## INSTRUCTIONS TO FOLLOW
How many lines in the data below contain the string "green"? Answer with the number only.

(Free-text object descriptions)
___
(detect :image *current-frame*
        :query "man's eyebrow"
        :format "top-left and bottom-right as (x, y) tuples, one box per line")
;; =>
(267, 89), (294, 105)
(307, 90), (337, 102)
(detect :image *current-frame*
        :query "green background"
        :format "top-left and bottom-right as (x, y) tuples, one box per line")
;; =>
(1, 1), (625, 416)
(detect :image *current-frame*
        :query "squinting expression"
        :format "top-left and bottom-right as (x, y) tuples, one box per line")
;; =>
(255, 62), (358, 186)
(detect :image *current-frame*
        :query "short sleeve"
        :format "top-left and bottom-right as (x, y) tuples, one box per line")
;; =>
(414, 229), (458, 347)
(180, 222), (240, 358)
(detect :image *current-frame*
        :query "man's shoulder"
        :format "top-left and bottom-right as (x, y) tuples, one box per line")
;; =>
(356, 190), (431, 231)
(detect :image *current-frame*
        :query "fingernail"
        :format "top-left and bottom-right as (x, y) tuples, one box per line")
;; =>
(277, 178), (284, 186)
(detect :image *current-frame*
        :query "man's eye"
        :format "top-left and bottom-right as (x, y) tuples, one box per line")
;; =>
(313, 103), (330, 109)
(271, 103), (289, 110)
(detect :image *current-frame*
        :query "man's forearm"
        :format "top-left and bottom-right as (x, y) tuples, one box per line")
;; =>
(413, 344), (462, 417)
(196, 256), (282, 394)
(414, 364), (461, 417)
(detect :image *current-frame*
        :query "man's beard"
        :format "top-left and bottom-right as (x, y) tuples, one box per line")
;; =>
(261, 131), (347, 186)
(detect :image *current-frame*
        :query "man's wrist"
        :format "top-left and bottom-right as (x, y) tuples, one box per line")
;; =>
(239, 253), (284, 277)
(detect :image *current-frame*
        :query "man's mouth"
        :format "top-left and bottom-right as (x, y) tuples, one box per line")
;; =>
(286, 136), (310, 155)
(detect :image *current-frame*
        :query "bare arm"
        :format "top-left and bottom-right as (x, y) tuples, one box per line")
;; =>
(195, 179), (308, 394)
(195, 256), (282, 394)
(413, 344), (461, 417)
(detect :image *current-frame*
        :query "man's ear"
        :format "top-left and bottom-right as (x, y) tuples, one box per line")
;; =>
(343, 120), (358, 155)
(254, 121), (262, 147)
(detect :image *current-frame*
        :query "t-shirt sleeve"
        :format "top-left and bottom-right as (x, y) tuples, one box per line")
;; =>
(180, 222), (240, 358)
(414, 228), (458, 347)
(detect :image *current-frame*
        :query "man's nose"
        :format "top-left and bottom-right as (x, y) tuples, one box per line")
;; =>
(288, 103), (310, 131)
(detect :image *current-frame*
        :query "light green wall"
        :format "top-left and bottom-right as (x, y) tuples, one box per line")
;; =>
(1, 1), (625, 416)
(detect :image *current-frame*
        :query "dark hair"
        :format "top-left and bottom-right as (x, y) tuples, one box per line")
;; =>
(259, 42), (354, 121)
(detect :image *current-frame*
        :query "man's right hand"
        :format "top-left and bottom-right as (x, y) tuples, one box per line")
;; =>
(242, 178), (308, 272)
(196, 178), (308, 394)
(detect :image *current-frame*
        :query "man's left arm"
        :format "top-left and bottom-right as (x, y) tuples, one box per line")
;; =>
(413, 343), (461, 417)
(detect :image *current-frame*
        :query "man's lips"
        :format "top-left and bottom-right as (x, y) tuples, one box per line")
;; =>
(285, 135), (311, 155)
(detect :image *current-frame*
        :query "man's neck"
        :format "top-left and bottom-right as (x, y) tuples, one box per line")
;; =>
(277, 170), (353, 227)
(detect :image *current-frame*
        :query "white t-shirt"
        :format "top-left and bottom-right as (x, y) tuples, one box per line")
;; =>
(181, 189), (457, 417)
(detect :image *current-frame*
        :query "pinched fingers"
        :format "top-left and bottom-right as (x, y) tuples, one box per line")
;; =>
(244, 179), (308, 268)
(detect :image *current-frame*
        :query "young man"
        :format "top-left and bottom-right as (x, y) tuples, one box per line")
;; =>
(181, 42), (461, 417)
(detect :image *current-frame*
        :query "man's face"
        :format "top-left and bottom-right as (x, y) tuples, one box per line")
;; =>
___
## FINISHED TASK
2